** Text segment **
"""

I'm having trouble with integrating this function. Could someone please add the steps to get to the answer? Initial condition $y(0) = 2$.
$y' = 4e^{0.8t}-0.5y$
Answer:
$y= 4/1.3(e^{0.8t} - e^{-0.5t}) + 2e^{-0.5t}$
I'm having trouble with integrating this function. Could someone please add the steps to get to the answer? Initial condition $y(0) = 2$.
$y' = 4e^{0.8t}-0.5y$
Answer:
$y= 4/1.3(e^{0.8t} - e^{-0.5t}) + 2e^{-0.5t}$
Outline: (i) Find the general solution of the homogeneous equation $y'+0.5y=0$ or equivalently $y'=-0.5y$. You probably know how to do this, it is a differential equation for exponential decay. Make sure that the expression you get includes all solutions of the homogeneous equation.
(ii) Find a particular solution of the inhomogeneous equation $y'+0.5y=4e^{0.8t}$. I suggest looking for a particular solution of the shape $Be^{0.8t}$, and substituting in $y'+0.5y=4e^{0.8t}$ to find the $B$ that works.
(iii) The general solution of your equation is then the general solution found in (i) plus the particular solution found in (ii).
(iv) Use your initial condition $y(0)=2$ to get the final answer.
Let $u(t) = e^{\int.5 dt} = e^{.5t}.$ This is our integrating factor. Multiplying the equation by $u(t)$ we get
$e^{.5t}y'+.5e^{.5t}y = \frac{d}{dt}(e^{.5t}y) = 4e^{1.3t}$
Integrating both sides yields
$e^{.5t}y = \frac{4}{1.3}e^{1.3t} + C$
So the general solution is
$y = \frac{4}{1.3}e^{.8t} + Ce^{-.5t}$
Now use the initial conditions to find $C$.

"""

** Material provided **
"""

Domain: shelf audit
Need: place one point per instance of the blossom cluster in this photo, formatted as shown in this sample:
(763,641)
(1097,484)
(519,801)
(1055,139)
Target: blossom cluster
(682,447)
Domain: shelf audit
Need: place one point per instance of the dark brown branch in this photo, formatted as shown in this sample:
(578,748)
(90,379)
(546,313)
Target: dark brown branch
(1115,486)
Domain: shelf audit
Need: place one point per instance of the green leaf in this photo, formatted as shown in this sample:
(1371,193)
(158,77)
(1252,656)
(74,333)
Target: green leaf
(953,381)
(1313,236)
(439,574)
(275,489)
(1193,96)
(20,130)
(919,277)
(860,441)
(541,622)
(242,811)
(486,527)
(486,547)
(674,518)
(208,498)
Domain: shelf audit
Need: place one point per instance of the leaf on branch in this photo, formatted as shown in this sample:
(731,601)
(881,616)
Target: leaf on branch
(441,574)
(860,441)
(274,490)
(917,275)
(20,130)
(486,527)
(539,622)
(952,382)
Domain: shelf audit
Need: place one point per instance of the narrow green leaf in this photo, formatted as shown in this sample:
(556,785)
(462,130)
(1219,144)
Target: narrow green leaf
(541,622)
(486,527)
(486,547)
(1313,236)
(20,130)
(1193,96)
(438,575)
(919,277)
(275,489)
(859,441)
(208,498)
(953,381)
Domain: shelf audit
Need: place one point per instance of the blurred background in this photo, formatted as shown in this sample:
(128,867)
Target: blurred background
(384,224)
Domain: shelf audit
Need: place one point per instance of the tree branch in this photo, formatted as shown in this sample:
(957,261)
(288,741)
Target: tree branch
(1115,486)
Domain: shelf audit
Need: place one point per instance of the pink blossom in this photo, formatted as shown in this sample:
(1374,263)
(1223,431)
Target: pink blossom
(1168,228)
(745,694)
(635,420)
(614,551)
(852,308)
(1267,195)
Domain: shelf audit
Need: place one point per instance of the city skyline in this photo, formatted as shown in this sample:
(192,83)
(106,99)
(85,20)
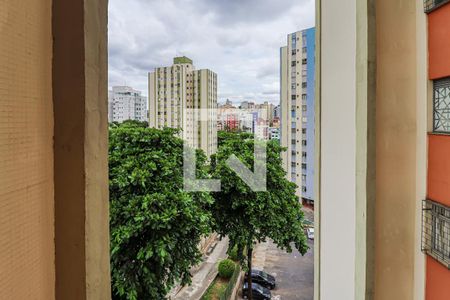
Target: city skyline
(242,48)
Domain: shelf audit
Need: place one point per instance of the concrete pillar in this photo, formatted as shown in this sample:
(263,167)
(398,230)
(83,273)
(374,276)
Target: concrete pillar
(81,149)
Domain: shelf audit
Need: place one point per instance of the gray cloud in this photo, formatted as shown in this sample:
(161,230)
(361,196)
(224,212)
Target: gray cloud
(237,39)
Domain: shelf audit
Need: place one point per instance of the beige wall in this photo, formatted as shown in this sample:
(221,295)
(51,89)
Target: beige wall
(26,151)
(397,147)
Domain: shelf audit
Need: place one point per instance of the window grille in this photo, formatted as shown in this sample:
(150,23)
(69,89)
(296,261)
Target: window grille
(441,105)
(430,5)
(436,231)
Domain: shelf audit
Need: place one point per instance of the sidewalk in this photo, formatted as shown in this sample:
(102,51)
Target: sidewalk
(204,274)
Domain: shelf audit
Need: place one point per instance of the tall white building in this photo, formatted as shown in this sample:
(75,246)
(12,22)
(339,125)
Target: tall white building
(297,110)
(126,103)
(177,96)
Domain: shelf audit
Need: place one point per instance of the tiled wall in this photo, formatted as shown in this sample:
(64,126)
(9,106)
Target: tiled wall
(26,151)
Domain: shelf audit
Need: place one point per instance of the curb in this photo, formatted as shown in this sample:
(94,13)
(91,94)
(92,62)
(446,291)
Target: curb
(237,286)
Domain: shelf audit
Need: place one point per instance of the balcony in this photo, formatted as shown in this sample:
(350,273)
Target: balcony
(436,231)
(430,5)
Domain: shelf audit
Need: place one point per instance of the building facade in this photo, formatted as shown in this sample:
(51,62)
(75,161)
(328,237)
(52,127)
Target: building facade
(126,103)
(180,97)
(297,69)
(382,203)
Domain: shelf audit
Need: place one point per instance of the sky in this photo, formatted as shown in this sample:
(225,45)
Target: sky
(239,40)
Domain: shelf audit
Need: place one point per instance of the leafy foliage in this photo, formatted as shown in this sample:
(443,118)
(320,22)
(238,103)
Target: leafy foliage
(226,268)
(155,225)
(246,216)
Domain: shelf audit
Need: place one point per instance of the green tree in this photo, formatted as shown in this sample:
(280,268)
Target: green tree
(248,217)
(155,225)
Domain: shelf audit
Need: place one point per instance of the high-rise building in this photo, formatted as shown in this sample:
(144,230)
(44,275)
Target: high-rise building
(277,111)
(297,110)
(382,207)
(177,94)
(126,103)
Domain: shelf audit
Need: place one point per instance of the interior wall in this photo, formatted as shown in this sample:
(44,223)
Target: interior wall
(338,145)
(395,245)
(26,151)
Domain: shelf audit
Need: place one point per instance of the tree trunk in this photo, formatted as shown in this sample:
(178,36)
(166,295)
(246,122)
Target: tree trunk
(249,260)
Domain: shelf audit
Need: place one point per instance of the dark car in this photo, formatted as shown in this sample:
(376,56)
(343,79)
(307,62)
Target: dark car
(259,292)
(262,278)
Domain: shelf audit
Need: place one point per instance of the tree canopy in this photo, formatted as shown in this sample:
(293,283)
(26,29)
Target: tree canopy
(155,225)
(247,217)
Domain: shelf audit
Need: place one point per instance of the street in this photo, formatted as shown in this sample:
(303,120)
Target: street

"""

** Exercises to complete **
a – In the differential equation thread, what form does the outline suggest trying for a particular solution of the inhomogeneous equation?
b – Please resume the differential equation thread from where it stops.

** The answers **
a – The form $Be^{0.8t}$.

b –
As to how you get the integrating factor (nothing original here, but I'm just writing it explicitly):
If you want $y' + ay = f(x)$, use the fact that $(e^{ax}y)' = ae^{ax}y+e^{ax}y' = e^{ax}(y'+ay)$. Like magic, the left side of your equation appears.
So, multiplying your equation by $e^{ax}$ (which is, fortunately, always non-zero), $e^{ax}f(x) = e^{ax}(y'+ay) = (e^{ax}y)'$.
Integrating this, $e^{ax}y = \int e^{ax}f(x) \ dx$, or $y = e^{-ax}\int e^{ax}f(x) \ dx$.
This has the standard generalization to $y' + g(x)y = f(x)$.
We must realise that this kind of problem has homogeneous and particular solution.
Thus it helps to write the form of the equation given as below; $ (D+0.5)y = 4e^{0.8t} $ D is the differential operator. Now this shows that (m+0.5) = 0, which gives m=-0.5. So the homogeneous solution is $ y_{h}= Ke^{0.8t} $ Where K is a constant which need to solve by using the given initial condition.
Now we have to find the particular solution. It has to have some form of the derivatives of the forcing function i.e
$ 4e^{0.8t} $
lets assume that the particular solution has this form;
$ y_{p} = Ae^{0.8t} $
putting this into the original equation;
$ D(Ae^{0.8t}) + 0.5(Ae^{0.8t}) = 4e^{0.8t} $
so
$ 0.8Ae^{0.8t} +0.5Ae^{0.8t} = 4e^{0.8t} $ Which means
$ 0.8A+0.5A = 4 $
so A = 4/1.3
Thus the particular solution is
$ y_{p} = 4/1.3 (e^{0.8t}) $
now putting everything together;
$ y = y_{h} + y_{p} $
$ y = Ke^{-0.5t} + 4/1.3 e^{0.8t} $
To find K, we have to use the initial condition given.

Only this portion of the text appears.